*Task directions:* Reproduce all of the records below word for word, omitting the pictures.

* BEGIN Record list *

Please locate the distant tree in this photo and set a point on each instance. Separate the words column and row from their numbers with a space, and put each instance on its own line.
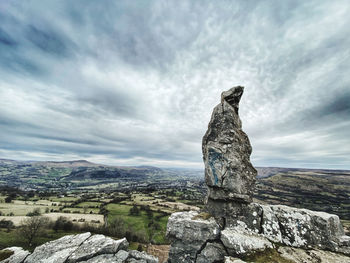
column 62, row 223
column 117, row 227
column 134, row 211
column 35, row 212
column 32, row 227
column 149, row 213
column 8, row 199
column 8, row 224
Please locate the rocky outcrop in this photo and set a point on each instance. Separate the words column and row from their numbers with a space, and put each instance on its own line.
column 84, row 247
column 233, row 226
column 229, row 174
column 18, row 255
column 189, row 234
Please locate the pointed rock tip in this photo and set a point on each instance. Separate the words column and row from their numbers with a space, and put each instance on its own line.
column 232, row 96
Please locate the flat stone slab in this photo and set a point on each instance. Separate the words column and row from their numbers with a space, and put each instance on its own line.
column 188, row 232
column 57, row 251
column 238, row 242
column 97, row 245
column 19, row 254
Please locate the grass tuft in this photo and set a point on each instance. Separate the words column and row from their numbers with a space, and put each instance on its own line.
column 268, row 255
column 202, row 215
column 5, row 253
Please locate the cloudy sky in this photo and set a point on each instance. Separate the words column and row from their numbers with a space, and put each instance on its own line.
column 135, row 82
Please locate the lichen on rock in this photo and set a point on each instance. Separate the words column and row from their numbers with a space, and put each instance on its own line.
column 233, row 225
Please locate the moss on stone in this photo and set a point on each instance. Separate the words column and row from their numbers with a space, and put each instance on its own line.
column 5, row 253
column 203, row 216
column 268, row 255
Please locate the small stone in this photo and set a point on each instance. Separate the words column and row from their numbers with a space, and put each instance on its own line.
column 97, row 245
column 57, row 251
column 18, row 256
column 188, row 233
column 213, row 252
column 122, row 255
column 142, row 256
column 239, row 242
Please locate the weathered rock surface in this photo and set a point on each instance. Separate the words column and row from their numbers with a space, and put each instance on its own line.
column 302, row 228
column 213, row 252
column 233, row 260
column 189, row 234
column 298, row 255
column 239, row 242
column 57, row 251
column 85, row 248
column 229, row 174
column 19, row 254
column 239, row 227
column 96, row 245
column 142, row 256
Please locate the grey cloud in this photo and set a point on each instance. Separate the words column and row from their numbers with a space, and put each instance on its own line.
column 136, row 81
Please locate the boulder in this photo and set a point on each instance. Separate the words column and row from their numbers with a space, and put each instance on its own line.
column 141, row 257
column 189, row 232
column 229, row 174
column 106, row 258
column 18, row 256
column 97, row 245
column 234, row 213
column 233, row 260
column 302, row 227
column 57, row 251
column 298, row 255
column 122, row 255
column 240, row 242
column 213, row 252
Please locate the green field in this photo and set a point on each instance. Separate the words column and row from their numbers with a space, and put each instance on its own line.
column 10, row 239
column 139, row 223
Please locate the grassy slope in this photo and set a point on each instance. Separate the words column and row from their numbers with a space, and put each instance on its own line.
column 138, row 223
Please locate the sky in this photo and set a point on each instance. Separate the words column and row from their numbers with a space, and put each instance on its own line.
column 135, row 82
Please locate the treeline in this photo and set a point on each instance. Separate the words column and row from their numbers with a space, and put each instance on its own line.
column 34, row 228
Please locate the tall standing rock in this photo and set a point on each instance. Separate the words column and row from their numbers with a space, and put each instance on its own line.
column 229, row 174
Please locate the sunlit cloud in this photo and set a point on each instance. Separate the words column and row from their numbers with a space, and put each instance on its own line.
column 134, row 82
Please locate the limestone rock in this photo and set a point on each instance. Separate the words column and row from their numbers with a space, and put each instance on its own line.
column 96, row 245
column 234, row 213
column 233, row 260
column 298, row 255
column 213, row 252
column 141, row 257
column 19, row 254
column 229, row 174
column 303, row 228
column 105, row 258
column 57, row 251
column 122, row 255
column 188, row 233
column 238, row 242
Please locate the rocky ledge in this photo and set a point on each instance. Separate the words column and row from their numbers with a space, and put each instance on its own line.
column 197, row 237
column 84, row 247
column 232, row 228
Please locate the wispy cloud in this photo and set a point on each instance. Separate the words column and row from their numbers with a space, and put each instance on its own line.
column 134, row 82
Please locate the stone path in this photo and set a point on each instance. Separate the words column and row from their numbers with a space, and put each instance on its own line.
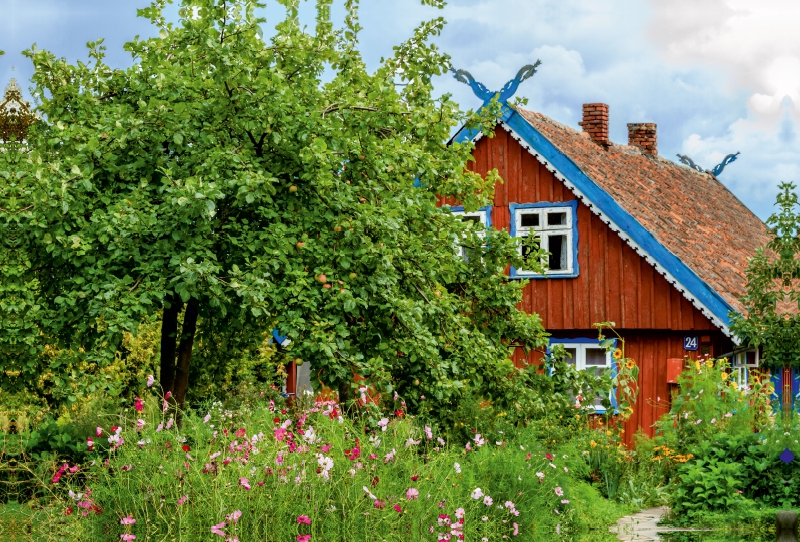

* END Record list *

*Answer to the exercise:*
Please locate the distant tree in this photo and set a point on each instance. Separate the words column and row from their numbers with a space, and put each instance on its own line.
column 62, row 223
column 117, row 227
column 134, row 211
column 35, row 212
column 32, row 227
column 149, row 213
column 8, row 199
column 8, row 224
Please locate the rocky outcrop in this photo and set a point on each instance. Separate the words column and row from their numbers with a space, and put each instance on its own line.
column 84, row 247
column 233, row 226
column 229, row 174
column 18, row 255
column 189, row 234
Please locate the pointed rock tip in this photo and set a point on each instance. Separate the words column and row from their numbers with a space, and put each instance on its own line.
column 232, row 96
Please locate the flat stone slab in this photo and set a point on each instance. Separate the words column and row from their numbers with a space, and put each instance on its own line.
column 188, row 232
column 57, row 251
column 238, row 242
column 97, row 245
column 19, row 254
Please locate the grass tuft in this photo and set a point on each instance. Separate the words column and row from their numbers with a space, and put each instance on its own line.
column 268, row 255
column 202, row 215
column 5, row 253
Please locate the cloudy sky in this photo and set a point on each instance. Separate the words column and row from their numbers with a space, and put each instance on its own line.
column 135, row 82
Please locate the lichen on rock in this photo and set a point on each instance. Separate the words column and row from their numbers with a space, and put each instance on its own line.
column 233, row 225
Please locate the moss on stone in this photo and set a point on each instance. Separate the words column and row from their numbers with a space, and put each instance on its own line.
column 5, row 253
column 203, row 216
column 268, row 255
Please locate the small stone in this photo and set a point on each instance. Separate the words column and row from their numbers with a space, and put each instance on its own line.
column 97, row 245
column 57, row 251
column 18, row 256
column 188, row 233
column 213, row 252
column 122, row 255
column 142, row 256
column 239, row 242
Please locate the weathered rock surface in this photo and set a point on each instance. Separate the words column and row from their numbers with a space, and put each instance on its own line.
column 302, row 228
column 213, row 252
column 233, row 260
column 189, row 234
column 298, row 255
column 239, row 242
column 57, row 251
column 85, row 248
column 229, row 174
column 19, row 254
column 239, row 227
column 96, row 245
column 142, row 256
Please locate the grey cloud in this photo and set a point on each instance. Separate the words column and row from their numbers with a space, and put each instance on its own line.
column 136, row 81
Please locate the boulder in this photo and set a point on each instance. Separate the words column and row from their numbers with a space, and put each instance on its own line.
column 141, row 257
column 189, row 232
column 229, row 174
column 106, row 258
column 18, row 256
column 97, row 245
column 234, row 213
column 233, row 260
column 302, row 227
column 57, row 251
column 298, row 255
column 122, row 255
column 240, row 242
column 213, row 252
Please locate the green field in this photo and set a point on each instance. Separate the words column and row from their numbers with a space, and put each instance on its own line.
column 10, row 239
column 139, row 223
Please locate the grassy slope in this photo and set a point on each instance. Separate the words column and row from their numbers with a space, and put each instance on its own line.
column 138, row 223
Please locate the sky in this photo and set a point on each instance. Separate the words column and row from their numbers with a space, and put each instance on its own line.
column 135, row 82
Please locate the treeline in this photo and set a point on each instance. Separate the words column and row from their numbers with a space, and put each instance on its own line.
column 34, row 228
Please locate the tall standing rock in this photo and set a point on each instance. Separate the words column and row from their numbers with a space, and put each instance on its own line.
column 229, row 174
Please locate the sunlit cloud in this photo and set a point on each instance. Separate the words column and row from their numbers with a space, and put each instance on its own line.
column 134, row 82
Please locate the limestone rock in this photo and set a point on each instance. Separate the words column and row from their numbers with a space, and put each instance on its own line.
column 96, row 245
column 234, row 213
column 233, row 260
column 298, row 255
column 213, row 252
column 141, row 257
column 19, row 254
column 229, row 174
column 303, row 228
column 105, row 258
column 57, row 251
column 122, row 255
column 188, row 233
column 238, row 242
Please locate the rocky ledge in this photo and set a point on each instance. Separate the words column and row from their numbers with a space, and put each instance on its own line.
column 197, row 237
column 84, row 247
column 232, row 228
Please locate the wispy cloud in this photo and set a point on each instance. Separate the words column and row from their numbers with a space, and put each instance on its own line.
column 134, row 82
Please locate the stone path in this photo and set a point on each instance. Separate the words column and row from their numbers with a space, and put each instance on its own line.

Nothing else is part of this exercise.